**Exercise description**: Whenever a line contains the string "rock", copy it out of the entries.
[Raw data Boundary: Start]
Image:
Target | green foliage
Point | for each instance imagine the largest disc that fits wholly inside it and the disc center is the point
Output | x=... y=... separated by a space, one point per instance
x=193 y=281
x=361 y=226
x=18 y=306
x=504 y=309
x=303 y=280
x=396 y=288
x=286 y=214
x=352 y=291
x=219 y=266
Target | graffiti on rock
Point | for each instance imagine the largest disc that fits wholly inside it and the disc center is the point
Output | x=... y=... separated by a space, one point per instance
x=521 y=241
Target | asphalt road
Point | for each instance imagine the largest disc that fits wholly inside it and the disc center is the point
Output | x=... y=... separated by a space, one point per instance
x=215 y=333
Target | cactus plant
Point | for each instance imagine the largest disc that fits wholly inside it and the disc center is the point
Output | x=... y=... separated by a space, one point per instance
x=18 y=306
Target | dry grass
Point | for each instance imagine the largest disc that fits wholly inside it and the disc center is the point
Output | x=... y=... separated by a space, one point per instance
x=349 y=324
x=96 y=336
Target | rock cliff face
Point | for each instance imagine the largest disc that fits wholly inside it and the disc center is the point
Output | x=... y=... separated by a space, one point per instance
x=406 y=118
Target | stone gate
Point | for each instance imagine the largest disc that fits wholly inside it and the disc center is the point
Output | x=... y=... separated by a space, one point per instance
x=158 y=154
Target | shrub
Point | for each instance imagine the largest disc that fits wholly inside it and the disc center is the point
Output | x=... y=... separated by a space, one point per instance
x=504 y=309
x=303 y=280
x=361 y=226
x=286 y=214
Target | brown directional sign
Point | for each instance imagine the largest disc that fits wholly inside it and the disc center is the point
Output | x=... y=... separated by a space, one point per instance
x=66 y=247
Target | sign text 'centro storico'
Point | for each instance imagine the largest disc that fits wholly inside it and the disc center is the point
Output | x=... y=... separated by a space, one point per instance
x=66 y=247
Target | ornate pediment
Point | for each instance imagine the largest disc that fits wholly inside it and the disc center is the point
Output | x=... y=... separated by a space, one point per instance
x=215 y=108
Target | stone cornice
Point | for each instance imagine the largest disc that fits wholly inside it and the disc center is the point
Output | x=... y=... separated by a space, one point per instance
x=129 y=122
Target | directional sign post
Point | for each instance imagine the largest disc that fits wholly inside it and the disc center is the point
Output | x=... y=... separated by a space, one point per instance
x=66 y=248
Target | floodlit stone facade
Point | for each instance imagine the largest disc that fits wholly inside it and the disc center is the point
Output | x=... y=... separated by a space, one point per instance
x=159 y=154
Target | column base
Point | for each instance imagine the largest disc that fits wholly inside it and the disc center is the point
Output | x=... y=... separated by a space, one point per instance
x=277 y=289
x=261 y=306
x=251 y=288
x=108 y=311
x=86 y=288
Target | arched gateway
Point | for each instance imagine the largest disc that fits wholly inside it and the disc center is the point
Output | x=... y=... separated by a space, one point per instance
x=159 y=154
[Raw data Boundary: End]
**Response to the exercise**:
Target | graffiti on rock
Target | rock cliff face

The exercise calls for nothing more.